(NEW YORK) — Workers at Amazon and Starbucks astonished allies and adversaries this year, delivering landmark labor victories and helping inspire a resurgence of unionization nationwide.
But labor headway at the two companies has stagnated in recent months, jeopardizing the ultimate success of the campaigns and casting the continued growth of the labor movement into doubt.
The downshift in momentum at Amazon and Starbucks owes primarily to the anti-union postures and deep pockets of the corporations, labor experts told ABC News.
The setbacks could deter workers inside and outside those companies from organizing their workplaces, as they weigh the risks of confronting their bosses against the potential rewards, they said. Still, the labor movement remains galvanized by sky-high prices, a tight jobs market and near-historic public approval that should enable continued growth next year, the experts said.
“The workers are stalled at Amazon and at Starbucks,” Nelson Lichtenstein, director of the Center for the Study of Work, Labor and Democracy at the University of California, Santa Barbara, told ABC News. “The companies have a plethora of legal and administrative techniques at their command, and their greatest weapon is delay.”
Despite the challenges faced by headline-grabbing union campaigns, the surge of U.S. labor organizing will persist, he said.
“Inflation has created real pressure on people and a real sense of collective action,” he said.
In the spring, a worker-led independent group unionized a 6,000-employee Amazon warehouse in Staten Island, New York, the first-ever U.S. union at the company in its history. Since then, however, the Amazon Labor Union, or ALU, has lost two consecutive union elections at other facilities; and certification of the Staten Island victory remains tied up in legal challenges.
“There are going to be ups and downs,” said Seth Goldstein, a lawyer at Julien, Mirer & Singla, who represents the ALU. “It’s a marathon.”
Starbucks workers, meanwhile, unionized more than 260 stores this year but the pace of union elections has fallen significantly and workers have yet to sign a union contract at a single location.
Over the first half of 2022, the National Labor Relations Board received union election petitions from an average of 47 Starbucks stores per month; but over five months ending in November, that election rate dwindled to 11 stores per month, according to data from the NLRB, a federal agency that oversees union elections.
Neither Amazon nor Starbucks responded to a request for comment.
“One of the big effects of Amazon and to some extent Starbucks organizing is it has encouraged other workers to raise their voices and think, ‘oh gee, maybe a union works for us, let’s try to get one,'” Thomas Kochan, a labor researcher and professor emeritus at the MIT Sloan School of Management’s Institute for Work and Employment Research, told ABC News.
· · · · ·
** PROMPT A **
Name every person who is identified by name and quoted in the article on union drives at Amazon and Starbucks.
** PROMPT B **
Transcribe the article on union drives at Amazon and Starbucks, starting at "Starbucks workers, meanwhile, unionized" and ending at "request for comment.".
** PROMPT C **
Write the next part of the article on union drives at Amazon and Starbucks, picking up after its final sentence.
· · · · ·
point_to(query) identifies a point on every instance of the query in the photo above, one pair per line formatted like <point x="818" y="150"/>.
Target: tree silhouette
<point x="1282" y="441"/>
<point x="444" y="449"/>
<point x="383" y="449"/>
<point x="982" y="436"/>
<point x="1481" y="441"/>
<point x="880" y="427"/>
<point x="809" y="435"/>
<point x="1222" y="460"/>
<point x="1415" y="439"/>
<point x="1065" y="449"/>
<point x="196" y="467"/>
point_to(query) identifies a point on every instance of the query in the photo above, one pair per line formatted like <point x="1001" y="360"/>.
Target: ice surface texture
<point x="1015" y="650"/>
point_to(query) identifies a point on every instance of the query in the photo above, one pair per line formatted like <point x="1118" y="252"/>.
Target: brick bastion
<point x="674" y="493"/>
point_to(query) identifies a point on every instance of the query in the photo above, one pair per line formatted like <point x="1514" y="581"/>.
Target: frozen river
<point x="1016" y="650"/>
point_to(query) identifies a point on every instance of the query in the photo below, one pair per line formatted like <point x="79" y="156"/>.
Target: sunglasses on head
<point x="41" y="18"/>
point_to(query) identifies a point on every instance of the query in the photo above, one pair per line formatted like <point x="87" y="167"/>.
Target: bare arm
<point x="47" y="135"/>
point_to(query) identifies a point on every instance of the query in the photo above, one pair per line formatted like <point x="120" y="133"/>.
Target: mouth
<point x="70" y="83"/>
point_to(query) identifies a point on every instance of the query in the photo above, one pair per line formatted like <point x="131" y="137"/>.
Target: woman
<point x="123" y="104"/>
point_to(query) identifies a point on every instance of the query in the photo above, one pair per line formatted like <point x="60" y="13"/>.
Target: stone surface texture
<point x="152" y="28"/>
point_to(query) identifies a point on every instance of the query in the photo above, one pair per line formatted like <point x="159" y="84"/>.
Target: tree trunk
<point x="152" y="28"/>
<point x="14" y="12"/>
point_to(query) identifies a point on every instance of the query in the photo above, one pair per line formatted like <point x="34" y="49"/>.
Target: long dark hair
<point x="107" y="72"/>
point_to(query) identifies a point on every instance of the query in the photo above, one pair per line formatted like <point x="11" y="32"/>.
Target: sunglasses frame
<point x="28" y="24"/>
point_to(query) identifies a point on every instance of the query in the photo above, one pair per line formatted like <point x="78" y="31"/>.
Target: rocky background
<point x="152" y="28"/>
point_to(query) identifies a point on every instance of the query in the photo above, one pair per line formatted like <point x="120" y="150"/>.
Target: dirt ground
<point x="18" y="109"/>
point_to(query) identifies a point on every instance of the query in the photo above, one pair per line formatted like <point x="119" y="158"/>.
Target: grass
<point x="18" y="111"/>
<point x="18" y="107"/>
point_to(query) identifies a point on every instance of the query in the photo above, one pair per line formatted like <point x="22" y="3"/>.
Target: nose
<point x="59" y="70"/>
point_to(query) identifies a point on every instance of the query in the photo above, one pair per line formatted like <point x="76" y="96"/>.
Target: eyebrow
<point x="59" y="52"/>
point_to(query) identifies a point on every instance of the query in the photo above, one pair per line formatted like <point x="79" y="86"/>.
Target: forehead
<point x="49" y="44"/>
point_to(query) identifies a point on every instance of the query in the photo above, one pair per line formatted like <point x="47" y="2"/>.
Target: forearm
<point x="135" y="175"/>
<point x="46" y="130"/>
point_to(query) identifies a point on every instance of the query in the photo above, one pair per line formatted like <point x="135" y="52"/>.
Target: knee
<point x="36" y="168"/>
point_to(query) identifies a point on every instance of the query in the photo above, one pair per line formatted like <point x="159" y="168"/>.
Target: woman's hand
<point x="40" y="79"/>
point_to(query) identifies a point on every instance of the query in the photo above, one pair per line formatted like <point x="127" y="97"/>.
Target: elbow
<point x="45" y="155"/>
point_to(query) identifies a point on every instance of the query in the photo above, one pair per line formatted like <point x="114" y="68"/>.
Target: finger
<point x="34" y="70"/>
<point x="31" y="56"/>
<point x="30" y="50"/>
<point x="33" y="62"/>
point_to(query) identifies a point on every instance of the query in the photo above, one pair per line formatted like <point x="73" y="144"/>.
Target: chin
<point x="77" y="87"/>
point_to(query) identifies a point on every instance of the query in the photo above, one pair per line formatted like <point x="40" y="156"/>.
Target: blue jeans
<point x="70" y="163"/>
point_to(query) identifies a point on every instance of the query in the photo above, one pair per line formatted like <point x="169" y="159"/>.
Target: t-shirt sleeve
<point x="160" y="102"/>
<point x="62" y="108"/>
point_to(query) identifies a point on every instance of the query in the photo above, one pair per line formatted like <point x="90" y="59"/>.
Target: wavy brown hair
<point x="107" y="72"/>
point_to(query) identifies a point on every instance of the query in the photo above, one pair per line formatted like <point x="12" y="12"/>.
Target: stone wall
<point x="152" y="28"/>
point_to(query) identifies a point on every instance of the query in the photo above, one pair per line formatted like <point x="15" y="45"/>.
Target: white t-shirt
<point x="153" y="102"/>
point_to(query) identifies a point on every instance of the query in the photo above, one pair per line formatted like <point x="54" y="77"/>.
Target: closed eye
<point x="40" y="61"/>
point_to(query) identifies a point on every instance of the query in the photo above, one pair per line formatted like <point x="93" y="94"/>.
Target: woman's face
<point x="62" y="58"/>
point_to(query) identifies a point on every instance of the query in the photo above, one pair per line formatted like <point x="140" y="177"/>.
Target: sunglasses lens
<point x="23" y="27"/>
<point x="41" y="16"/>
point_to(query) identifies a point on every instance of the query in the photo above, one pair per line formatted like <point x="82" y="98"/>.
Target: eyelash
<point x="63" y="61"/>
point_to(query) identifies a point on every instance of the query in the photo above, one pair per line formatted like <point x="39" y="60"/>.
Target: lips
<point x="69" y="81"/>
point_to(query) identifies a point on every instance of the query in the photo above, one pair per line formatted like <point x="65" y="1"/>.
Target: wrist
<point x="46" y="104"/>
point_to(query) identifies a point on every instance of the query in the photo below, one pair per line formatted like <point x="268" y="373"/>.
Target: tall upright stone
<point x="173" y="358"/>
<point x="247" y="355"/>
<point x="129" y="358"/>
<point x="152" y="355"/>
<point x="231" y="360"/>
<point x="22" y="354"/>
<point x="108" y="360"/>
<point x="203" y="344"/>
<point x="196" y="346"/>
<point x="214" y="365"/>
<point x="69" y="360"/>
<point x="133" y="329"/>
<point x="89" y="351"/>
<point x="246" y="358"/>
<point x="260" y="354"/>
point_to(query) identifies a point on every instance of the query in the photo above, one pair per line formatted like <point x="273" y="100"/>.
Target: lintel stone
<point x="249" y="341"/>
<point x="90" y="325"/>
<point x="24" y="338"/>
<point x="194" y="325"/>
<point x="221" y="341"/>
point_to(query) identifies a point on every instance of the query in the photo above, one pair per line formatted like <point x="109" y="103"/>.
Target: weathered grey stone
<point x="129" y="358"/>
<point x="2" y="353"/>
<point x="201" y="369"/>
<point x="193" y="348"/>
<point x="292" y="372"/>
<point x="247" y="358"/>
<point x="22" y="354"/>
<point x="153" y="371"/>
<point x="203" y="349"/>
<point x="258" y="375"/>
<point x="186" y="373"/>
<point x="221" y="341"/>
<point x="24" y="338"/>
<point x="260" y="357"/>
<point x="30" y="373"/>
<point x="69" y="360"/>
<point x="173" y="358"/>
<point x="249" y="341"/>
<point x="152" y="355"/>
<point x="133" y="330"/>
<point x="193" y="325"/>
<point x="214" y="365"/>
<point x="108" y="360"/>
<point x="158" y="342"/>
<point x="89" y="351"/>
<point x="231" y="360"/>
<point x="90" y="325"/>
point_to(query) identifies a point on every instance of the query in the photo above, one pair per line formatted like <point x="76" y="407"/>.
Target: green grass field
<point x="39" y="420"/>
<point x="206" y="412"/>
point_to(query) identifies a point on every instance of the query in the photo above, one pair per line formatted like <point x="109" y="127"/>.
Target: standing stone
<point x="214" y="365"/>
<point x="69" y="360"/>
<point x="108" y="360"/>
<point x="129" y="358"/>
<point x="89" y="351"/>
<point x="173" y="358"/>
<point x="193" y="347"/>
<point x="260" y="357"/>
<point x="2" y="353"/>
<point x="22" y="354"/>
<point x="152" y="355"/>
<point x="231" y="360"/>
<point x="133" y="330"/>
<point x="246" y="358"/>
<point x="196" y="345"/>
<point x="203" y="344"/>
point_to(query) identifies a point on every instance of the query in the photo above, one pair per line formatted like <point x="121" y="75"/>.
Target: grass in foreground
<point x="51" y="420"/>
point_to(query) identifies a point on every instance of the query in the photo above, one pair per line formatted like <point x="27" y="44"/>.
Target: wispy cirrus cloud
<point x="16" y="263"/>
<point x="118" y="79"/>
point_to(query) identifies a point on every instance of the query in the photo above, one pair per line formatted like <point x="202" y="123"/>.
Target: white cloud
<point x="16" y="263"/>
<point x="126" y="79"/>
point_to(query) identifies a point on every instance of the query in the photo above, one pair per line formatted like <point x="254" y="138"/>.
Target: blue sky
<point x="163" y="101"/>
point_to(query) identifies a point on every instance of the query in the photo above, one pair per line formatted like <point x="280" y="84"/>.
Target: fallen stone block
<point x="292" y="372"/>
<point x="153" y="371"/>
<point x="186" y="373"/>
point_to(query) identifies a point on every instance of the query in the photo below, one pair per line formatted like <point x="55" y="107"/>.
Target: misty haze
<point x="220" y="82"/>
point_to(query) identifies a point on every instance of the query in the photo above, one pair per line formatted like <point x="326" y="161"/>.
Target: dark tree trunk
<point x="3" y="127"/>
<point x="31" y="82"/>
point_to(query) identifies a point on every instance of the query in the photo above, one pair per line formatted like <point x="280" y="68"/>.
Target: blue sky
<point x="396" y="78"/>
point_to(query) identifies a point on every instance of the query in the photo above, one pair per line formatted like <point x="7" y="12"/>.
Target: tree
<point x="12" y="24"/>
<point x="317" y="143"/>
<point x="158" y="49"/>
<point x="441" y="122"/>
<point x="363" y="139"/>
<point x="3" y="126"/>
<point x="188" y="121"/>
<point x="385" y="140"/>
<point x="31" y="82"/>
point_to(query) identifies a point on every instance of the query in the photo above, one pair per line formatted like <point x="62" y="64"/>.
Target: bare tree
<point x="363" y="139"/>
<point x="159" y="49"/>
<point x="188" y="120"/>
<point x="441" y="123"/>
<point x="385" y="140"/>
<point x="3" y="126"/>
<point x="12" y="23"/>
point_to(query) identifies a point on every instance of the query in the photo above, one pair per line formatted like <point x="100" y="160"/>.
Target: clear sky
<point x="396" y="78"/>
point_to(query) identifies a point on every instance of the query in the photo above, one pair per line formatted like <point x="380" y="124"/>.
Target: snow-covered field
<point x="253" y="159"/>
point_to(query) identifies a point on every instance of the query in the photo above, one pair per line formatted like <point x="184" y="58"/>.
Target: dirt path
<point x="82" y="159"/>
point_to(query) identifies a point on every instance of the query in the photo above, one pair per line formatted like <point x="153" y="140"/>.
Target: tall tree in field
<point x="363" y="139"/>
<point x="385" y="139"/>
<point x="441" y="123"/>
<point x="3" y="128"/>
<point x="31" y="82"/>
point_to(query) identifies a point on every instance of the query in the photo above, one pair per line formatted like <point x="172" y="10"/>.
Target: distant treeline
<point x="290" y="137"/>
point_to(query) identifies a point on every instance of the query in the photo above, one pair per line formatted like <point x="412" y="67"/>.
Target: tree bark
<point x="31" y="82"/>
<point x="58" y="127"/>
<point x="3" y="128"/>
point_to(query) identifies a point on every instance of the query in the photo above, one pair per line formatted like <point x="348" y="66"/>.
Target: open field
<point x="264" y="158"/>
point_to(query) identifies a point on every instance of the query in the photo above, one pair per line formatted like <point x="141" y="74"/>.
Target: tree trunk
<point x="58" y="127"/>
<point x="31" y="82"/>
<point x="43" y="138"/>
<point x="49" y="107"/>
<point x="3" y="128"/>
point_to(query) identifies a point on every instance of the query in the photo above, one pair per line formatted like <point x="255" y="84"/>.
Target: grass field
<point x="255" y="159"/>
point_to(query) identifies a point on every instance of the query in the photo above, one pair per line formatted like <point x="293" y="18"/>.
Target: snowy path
· · · · ·
** EXERCISE ANSWER A **
Nelson Lichtenstein
Seth Goldstein
Thomas Kochan

** EXERCISE ANSWER B **
Starbucks workers, meanwhile, unionized more than 260 stores this year but the pace of union elections has fallen significantly and workers have yet to sign a union contract at a single location.
Over the first half of 2022, the National Labor Relations Board received union election petitions from an average of 47 Starbucks stores per month; but over five months ending in November, that election rate dwindled to 11 stores per month, according to data from the NLRB, a federal agency that oversees union elections.
Neither Amazon nor Starbucks responded to a request for comment.

** EXERCISE ANSWER C **
“Workers are now looking around and saying, what’s the use of that?” he added. “If they can’t get a contract why should we go through with all this?”
Defying the apparent loss of momentum at Starbucks and Amazon in recent months, however, a surge in union organizing across the economy has sustained itself.
Over a year-long period ending in September, petitions for union representation jumped 53%, NLRB data showed. Moreover, this year labor unions reached their highest level of public support in the U.S. since 1965, a Gallup poll showed.
The resurgence of union organizing is especially stark in light of a decades-long labor decline that brought the private sector union rate to a record low of about 6% last year, government data showed.
Sara Beth Ryther, an employee at a Trader Joe’s in Minneapolis that unionized in August, said workers at the store draw inspiration from the campaigns at Starbucks stores nearby.
“When we go to Starbucks stores that are unionized around us, we see actions being taken in the workplace and we read about them in the newspaper,” she said. “I think it’s preserving this energy in a way that maybe hasn’t been the case in the past.”
“It’s really important for folks to know how unified many of these labor movements are,” she added.
Across the economy, the sense of company neglect for worker well-being that gave rise to pandemic-era organizing has continued to drive action, Michelle Eisen, a Starbucks employee at a store in Buffalo, New York that organized in December, told ABC News.
Eisen acknowledged setbacks faced by workers nationwide in the Starbucks campaign, citing anti-union efforts undertaken by the company. While those tactics may have dissuaded some workers, they’ve motivated others, she said.
“There’s always a chance some people will say, ‘You know what, this is exhausting and I can’t keep doing this,” said Eisen, a spokesperson for Starbucks Workers United, a labor union. “But I think what we’re seeing is more people willing to fight anyway.”